[BEGIN Data for this exercise]

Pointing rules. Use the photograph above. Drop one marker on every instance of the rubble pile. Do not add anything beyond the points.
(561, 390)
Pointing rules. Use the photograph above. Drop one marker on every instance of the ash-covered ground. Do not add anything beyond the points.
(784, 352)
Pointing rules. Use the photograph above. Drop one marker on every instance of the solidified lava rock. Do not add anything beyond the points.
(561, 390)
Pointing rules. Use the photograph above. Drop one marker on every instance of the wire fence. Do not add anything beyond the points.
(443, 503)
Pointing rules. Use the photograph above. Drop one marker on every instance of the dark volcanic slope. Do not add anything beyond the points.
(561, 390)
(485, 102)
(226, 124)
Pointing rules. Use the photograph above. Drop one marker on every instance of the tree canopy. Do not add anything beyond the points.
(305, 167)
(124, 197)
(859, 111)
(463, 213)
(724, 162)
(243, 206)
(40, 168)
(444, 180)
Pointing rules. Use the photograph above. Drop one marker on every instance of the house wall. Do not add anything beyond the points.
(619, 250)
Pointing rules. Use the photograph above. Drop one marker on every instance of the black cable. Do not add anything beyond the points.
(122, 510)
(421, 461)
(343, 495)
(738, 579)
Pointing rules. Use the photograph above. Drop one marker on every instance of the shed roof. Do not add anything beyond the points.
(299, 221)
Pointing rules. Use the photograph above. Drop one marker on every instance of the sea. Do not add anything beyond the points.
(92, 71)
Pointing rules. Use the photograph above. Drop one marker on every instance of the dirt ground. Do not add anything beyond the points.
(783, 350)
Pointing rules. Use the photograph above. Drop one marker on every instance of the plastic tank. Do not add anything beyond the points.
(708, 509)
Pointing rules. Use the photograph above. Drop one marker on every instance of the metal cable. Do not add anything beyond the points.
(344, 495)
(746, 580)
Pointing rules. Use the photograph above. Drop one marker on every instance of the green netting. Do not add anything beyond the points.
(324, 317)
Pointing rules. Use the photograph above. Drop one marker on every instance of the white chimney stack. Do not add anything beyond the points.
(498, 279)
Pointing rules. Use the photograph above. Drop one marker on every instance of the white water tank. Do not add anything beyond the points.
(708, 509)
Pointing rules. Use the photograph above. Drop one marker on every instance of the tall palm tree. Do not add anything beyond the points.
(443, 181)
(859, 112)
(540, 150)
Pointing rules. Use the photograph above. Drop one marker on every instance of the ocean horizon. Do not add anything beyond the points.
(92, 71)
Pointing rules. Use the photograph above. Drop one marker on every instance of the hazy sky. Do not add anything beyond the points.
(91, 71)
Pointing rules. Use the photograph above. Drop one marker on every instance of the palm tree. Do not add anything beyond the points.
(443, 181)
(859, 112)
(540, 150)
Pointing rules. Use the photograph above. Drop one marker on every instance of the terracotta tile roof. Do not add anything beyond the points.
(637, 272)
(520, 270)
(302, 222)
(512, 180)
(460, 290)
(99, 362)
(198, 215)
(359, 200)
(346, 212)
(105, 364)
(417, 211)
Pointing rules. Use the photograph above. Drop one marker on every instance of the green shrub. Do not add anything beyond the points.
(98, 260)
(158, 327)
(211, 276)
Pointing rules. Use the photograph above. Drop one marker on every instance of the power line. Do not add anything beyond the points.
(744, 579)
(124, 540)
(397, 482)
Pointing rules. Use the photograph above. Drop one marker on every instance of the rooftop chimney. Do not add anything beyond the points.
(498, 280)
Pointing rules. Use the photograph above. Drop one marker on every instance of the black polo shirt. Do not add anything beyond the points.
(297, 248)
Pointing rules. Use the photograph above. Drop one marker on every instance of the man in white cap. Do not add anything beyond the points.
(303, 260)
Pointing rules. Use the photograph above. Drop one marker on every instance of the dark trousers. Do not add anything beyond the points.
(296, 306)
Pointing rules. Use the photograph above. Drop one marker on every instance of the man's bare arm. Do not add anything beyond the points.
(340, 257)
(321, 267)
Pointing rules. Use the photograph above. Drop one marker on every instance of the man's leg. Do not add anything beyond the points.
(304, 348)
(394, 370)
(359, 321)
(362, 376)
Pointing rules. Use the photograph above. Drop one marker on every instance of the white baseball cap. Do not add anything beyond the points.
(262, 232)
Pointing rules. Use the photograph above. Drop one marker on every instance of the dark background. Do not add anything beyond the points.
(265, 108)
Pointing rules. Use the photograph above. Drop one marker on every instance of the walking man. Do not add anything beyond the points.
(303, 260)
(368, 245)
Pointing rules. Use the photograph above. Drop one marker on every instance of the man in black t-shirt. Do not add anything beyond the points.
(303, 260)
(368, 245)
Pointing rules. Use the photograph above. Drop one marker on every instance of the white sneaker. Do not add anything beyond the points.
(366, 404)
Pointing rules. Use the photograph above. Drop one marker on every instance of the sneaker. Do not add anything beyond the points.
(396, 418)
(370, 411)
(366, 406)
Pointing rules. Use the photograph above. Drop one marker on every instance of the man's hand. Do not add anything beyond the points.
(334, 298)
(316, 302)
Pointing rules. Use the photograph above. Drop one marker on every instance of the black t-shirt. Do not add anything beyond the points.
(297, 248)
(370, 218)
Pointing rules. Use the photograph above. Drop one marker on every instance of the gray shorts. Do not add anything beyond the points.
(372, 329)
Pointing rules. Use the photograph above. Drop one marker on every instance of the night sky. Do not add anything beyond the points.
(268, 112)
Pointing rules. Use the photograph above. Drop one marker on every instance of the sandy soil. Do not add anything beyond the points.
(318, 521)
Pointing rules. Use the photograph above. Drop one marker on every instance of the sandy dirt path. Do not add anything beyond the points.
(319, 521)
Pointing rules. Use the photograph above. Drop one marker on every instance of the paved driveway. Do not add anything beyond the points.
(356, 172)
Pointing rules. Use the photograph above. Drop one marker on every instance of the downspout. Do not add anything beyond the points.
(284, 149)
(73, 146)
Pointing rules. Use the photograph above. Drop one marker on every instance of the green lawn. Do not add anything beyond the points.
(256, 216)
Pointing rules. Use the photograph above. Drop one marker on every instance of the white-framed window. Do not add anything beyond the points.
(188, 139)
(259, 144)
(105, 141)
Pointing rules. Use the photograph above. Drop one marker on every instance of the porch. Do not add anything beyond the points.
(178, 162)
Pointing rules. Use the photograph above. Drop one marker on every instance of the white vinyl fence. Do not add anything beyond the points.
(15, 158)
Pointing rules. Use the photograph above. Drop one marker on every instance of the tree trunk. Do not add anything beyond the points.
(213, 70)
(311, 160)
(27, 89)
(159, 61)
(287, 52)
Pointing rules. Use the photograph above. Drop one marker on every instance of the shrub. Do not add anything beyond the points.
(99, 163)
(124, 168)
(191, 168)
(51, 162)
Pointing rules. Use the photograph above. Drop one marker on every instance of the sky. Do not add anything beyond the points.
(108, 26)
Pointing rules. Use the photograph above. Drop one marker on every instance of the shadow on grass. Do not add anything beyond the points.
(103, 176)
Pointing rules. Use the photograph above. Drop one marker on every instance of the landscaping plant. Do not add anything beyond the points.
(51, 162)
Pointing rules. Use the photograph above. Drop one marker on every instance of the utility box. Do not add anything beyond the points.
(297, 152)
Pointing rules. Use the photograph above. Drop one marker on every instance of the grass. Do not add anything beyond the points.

[END Data for this exercise]

[What to work on]
Print the material once more, exactly.

[The solution]
Pointing rules. Use the photograph above. Drop one marker on every instance of the rubble pile. Do not add anything beyond the points.
(561, 390)
Pointing rules. Use the photograph above. Drop one marker on every instance of the ash-covered ground. Do not add anything beyond the points.
(784, 352)
Pointing rules. Use the photograph above. Drop one marker on every instance of the solidified lava rock. Do not add anything beyond the points.
(561, 390)
Pointing rules. Use the photograph above. Drop one marker on every instance of the wire fence. Do not add anything beyond the points.
(443, 503)
Pointing rules. Use the photograph above. Drop one marker on every instance of the dark volcanic slope. Do not add anything beyond the points.
(561, 390)
(485, 102)
(226, 124)
Pointing rules. Use the photograph above. Drop one marker on every instance of the tree canopy. Do not add anything beyond the points.
(305, 167)
(124, 197)
(859, 111)
(463, 213)
(724, 162)
(243, 206)
(40, 168)
(444, 180)
Pointing rules. Use the photograph above. Drop one marker on every instance of the house wall. Do not add anything beyond the points.
(619, 250)
Pointing rules. Use the photograph above. Drop one marker on every instance of the black cable. Do not add anything beyond the points.
(122, 510)
(421, 461)
(343, 495)
(738, 579)
Pointing rules. Use the photograph above. Drop one marker on every instance of the shed roof. Do not add anything beyond the points.
(299, 221)
Pointing rules. Use the photograph above. Drop one marker on every instance of the sea. Do not add anything beyond the points.
(92, 71)
Pointing rules. Use the photograph above. Drop one marker on every instance of the dirt ground. Do not add anything beyond the points.
(783, 350)
Pointing rules. Use the photograph above. Drop one marker on every instance of the plastic tank. Do not add anything beyond the points.
(708, 509)
Pointing rules. Use the photograph above. Drop one marker on every instance of the metal cable. Do not add anything beyond the points.
(344, 495)
(746, 580)
Pointing rules. Use the photograph above. Drop one marker on every instance of the green netting. Do not add anything beyond the points.
(324, 317)
Pointing rules. Use the photograph above. Drop one marker on every instance of the white chimney stack. Do not add anything beyond the points.
(498, 279)
Pointing rules. Use the photograph above. Drop one marker on every instance of the white water tank. Do not add anything beyond the points.
(708, 509)
Pointing rules. Use the photograph above. Drop one marker on every instance of the tall palm tree. Do not add anything beyond the points.
(443, 181)
(859, 112)
(540, 150)
Pointing rules. Use the photograph above. Drop one marker on every instance of the ocean horizon. Do not add anything beyond the points.
(92, 71)
Pointing rules. Use the photograph above. Drop one marker on every instance of the hazy sky. Do not add anything beyond the points.
(91, 71)
Pointing rules. Use the photograph above. Drop one marker on every instance of the palm tree. Do not add anything beyond the points.
(443, 181)
(859, 112)
(540, 150)
Pointing rules. Use the photograph above. Drop one marker on every instance of the terracotta tile roof. Do not add anything beyond the points.
(637, 272)
(520, 270)
(302, 222)
(512, 180)
(460, 290)
(99, 362)
(198, 215)
(359, 200)
(346, 212)
(105, 364)
(417, 211)
Pointing rules. Use the photograph above. Drop one marker on every instance of the green shrub. Do not add anything beyond the points.
(98, 260)
(158, 327)
(211, 276)
Pointing rules. Use the photograph above. Drop one marker on every instance of the power line. Do not add anything beyond the points.
(744, 579)
(124, 540)
(397, 482)
Pointing rules. Use the photograph above. Drop one marker on every instance of the rooftop chimney. Do not add anything beyond the points.
(498, 280)
Pointing rules. Use the photograph above. Drop one marker on every instance of the black polo shirt. Do not add anything beyond the points.
(297, 248)
Pointing rules. Use the photograph above. Drop one marker on every instance of the man in white cap. Do not add anything beyond the points.
(303, 260)
Pointing rules. Use the photograph above. Drop one marker on every instance of the dark trousers. Do not add anything beyond the points.
(296, 306)
Pointing rules. Use the photograph above. Drop one marker on every instance of the man's bare arm. Do not add anything beyond the points.
(340, 257)
(321, 267)
Pointing rules. Use the photograph above. Drop one marker on every instance of the man's leg. Do not add anything beyond the points.
(304, 348)
(394, 370)
(359, 321)
(362, 376)
Pointing rules. Use the photograph above. Drop one marker on every instance of the white baseball cap. Do not add anything beyond the points.
(262, 232)
Pointing rules. Use the photograph above. Drop one marker on every instance of the dark background. Do not add anything beyond the points.
(265, 108)
Pointing rules. Use the photograph above. Drop one marker on every instance of the walking man. Do not add anything beyond the points.
(303, 260)
(368, 245)
Pointing rules. Use the photograph above. Drop one marker on every instance of the man in black t-shirt. Do not add anything beyond the points.
(303, 260)
(368, 245)
Pointing rules. Use the photograph above. Drop one marker on every instance of the white sneaker. Do not add anything beyond the points.
(366, 404)
Pointing rules. Use the photograph above. Drop one marker on every instance of the sneaker. Do not add anything beyond the points.
(396, 418)
(370, 411)
(366, 406)
Pointing rules. Use the photograph above. Drop one marker on every instance of the man's hand. Do not add anything beyond the points.
(334, 298)
(316, 302)
Pointing rules. Use the photograph above. Drop one marker on every instance of the black t-shirt. Do not add anything beyond the points.
(297, 248)
(370, 218)
Pointing rules. Use the photograph above. Drop one marker on every instance of the gray shorts. Do not add anything beyond the points.
(372, 329)
Pointing rules. Use the photograph above. Drop one marker on every instance of the night sky. Do not add anything beyond the points.
(268, 112)
Pointing rules. Use the photograph above. Drop one marker on every instance of the sandy soil. Do not add anything beyond the points.
(318, 521)
Pointing rules. Use the photograph above. Drop one marker on every instance of the sandy dirt path. Do not add anything beyond the points.
(319, 521)
Pointing rules. Use the photograph above. Drop one marker on every instance of the paved driveway. Do not add anything beyond the points.
(356, 172)
Pointing rules. Use the photograph above. Drop one marker on every instance of the downspout. Do not add anything beyond the points.
(284, 149)
(73, 146)
Pointing rules. Use the photograph above. Drop one marker on every instance of the green lawn. Do not add anything beyond the points.
(256, 216)
Pointing rules. Use the photograph above. Drop one marker on every instance of the white-framed window. Do not add anything beyond the points.
(188, 139)
(259, 144)
(105, 141)
Pointing rules. Use the photograph above. Drop one marker on every instance of the porch. Do not add anything beyond the points.
(178, 162)
Pointing rules. Use the photograph above. Drop one marker on every instance of the white vinyl fence. Do not add anything beyond the points.
(15, 158)
Pointing rules. Use the photograph above. Drop one marker on every instance of the tree trunk. Do not add anything beyond the points.
(213, 70)
(311, 160)
(27, 89)
(159, 61)
(287, 52)
Pointing rules. Use the photograph above. Drop one marker on every instance of the shrub. Do not add anything beyond the points.
(99, 163)
(124, 168)
(191, 168)
(51, 162)
Pointing rules. Use the photograph above. Drop one marker on every instance of the sky. Do not add anything beyond the points.
(108, 26)
Pointing rules. Use the photograph above. Drop one marker on every instance of the shadow on grass. Do not add anything beyond the points.
(103, 176)
Pointing rules. Use the photograph above. Drop one marker on every instance of the landscaping plant. Do not add anything beyond the points.
(51, 162)
Pointing rules. Use the photograph above. Drop one marker on every instance of the utility box. Do not add anything beyond the points.
(297, 152)
Pointing rules. Use the photograph above. Drop one marker on every instance of the grass. Do not add anything beyond the points.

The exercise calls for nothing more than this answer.